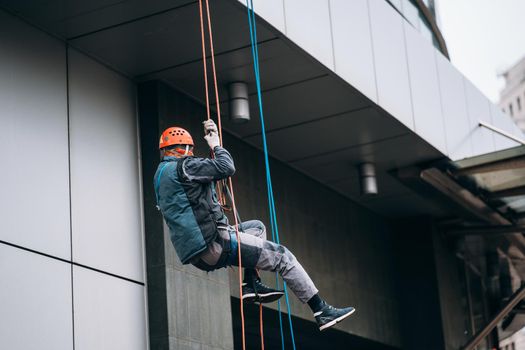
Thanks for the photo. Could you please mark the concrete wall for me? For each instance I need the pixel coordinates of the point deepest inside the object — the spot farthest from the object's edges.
(346, 248)
(369, 45)
(71, 261)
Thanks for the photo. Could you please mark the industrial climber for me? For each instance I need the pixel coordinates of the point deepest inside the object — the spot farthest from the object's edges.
(202, 236)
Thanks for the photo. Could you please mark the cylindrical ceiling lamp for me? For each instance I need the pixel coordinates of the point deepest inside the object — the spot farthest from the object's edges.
(367, 178)
(239, 103)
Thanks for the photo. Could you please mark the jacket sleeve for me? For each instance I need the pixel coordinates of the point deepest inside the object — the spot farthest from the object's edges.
(206, 169)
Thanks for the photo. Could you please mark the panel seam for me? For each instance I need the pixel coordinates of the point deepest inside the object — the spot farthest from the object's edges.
(69, 193)
(71, 262)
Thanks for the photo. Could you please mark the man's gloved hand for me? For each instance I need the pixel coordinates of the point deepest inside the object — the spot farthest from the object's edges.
(213, 139)
(209, 126)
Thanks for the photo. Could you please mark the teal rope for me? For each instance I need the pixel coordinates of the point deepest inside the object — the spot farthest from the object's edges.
(271, 201)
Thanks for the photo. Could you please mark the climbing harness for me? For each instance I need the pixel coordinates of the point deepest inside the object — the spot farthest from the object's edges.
(271, 201)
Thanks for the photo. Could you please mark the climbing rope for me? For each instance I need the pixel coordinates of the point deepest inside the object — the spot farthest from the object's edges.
(220, 192)
(271, 201)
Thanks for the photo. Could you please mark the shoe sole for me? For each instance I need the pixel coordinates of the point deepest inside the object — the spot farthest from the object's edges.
(262, 298)
(337, 320)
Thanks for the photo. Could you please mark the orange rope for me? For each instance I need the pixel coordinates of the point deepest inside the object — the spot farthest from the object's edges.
(204, 61)
(239, 259)
(214, 73)
(261, 326)
(220, 138)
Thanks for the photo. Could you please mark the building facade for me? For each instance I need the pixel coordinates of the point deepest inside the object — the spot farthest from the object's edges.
(86, 90)
(512, 97)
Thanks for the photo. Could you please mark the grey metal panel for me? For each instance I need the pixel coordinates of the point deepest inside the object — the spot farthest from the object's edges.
(106, 215)
(478, 109)
(346, 130)
(35, 301)
(169, 39)
(34, 144)
(109, 312)
(390, 61)
(505, 123)
(354, 59)
(300, 103)
(308, 25)
(73, 18)
(279, 65)
(272, 11)
(387, 154)
(454, 107)
(426, 99)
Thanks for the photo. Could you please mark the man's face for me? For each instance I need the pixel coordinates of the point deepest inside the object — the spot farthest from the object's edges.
(179, 151)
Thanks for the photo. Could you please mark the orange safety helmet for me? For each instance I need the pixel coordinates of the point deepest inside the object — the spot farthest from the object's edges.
(175, 136)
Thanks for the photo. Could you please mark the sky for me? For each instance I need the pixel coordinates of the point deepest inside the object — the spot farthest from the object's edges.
(484, 37)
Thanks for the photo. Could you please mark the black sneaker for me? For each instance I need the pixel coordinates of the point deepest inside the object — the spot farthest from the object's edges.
(328, 316)
(259, 292)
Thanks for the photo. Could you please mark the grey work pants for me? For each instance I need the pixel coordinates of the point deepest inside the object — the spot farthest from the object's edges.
(258, 253)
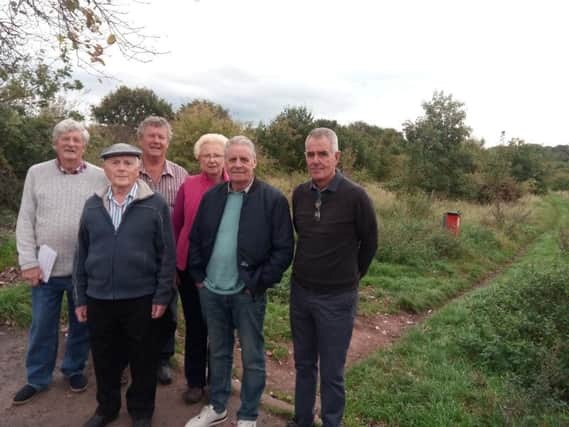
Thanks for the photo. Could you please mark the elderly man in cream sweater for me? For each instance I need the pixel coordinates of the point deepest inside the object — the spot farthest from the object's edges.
(52, 201)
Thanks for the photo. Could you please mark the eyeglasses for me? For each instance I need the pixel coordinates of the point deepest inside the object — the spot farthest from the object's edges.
(211, 156)
(317, 206)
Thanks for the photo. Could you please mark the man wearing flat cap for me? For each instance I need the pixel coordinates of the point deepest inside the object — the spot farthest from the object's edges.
(123, 273)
————
» SUA TAREFA:
Copie de novo as linhas acima, começando na linha que contém "Thanks for the photo. Could you please mark the black" e indo até o final, com as duas pontas incluídas e os pedidos também, mas somando 140 a cada número das coordenadas em pixels. Não coloque as imagens na resposta.

» RESPOSTA DA TAREFA:
Thanks for the photo. Could you please mark the black sneaker for me? For each instance I need the pixel coordinates of the point deepest inside the object — the spot farthest from the object's edges.
(468, 456)
(399, 432)
Thanks for the photo. Could you please mark the grey work pants for me? For each instance I need the pixel coordinates of the point deepest inside the object — the spot farthest from the object's edges.
(398, 393)
Thanks for the photo. Could you please mark the elderly man in cream sweater for me? For each instance I need the pixel coordinates of the point deepest inside the object — the spot farthest from the object's edges.
(192, 341)
Thanks for the photo. Could you please mark the eyeglasses for me? For each instance I need the pixel coordinates of the point deepest inside the object — the spot farthest from the object's edges.
(351, 296)
(457, 346)
Thanks for the photo. Could you please mark the man wearing flat cap for me? For each instance I need the pixel coordinates of the point deepest inside the object — the spot farthest from the object's edges.
(263, 413)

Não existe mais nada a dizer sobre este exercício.